======== DATA UNDER STUDY ========

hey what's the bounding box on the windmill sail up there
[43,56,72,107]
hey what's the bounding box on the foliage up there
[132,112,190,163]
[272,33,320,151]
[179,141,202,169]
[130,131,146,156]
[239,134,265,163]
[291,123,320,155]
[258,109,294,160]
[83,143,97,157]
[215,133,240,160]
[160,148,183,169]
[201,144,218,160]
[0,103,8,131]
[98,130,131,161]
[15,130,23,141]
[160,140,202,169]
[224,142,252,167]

========

**INSTRUCTIONS FOR THE TASK**
Only the lines from the one containing "hey what's the bounding box on the foliage" through the last line of the records above are to be reproduced, exactly and with both ends included.

**EXPECTED ANSWER**
hey what's the bounding box on the foliage up there
[132,112,190,163]
[272,33,320,151]
[179,141,202,169]
[130,131,146,156]
[239,134,265,163]
[291,123,320,155]
[258,109,294,160]
[83,143,97,157]
[215,133,240,160]
[160,148,183,169]
[201,144,218,160]
[0,103,8,131]
[98,130,131,161]
[15,130,23,141]
[160,140,202,169]
[224,142,252,167]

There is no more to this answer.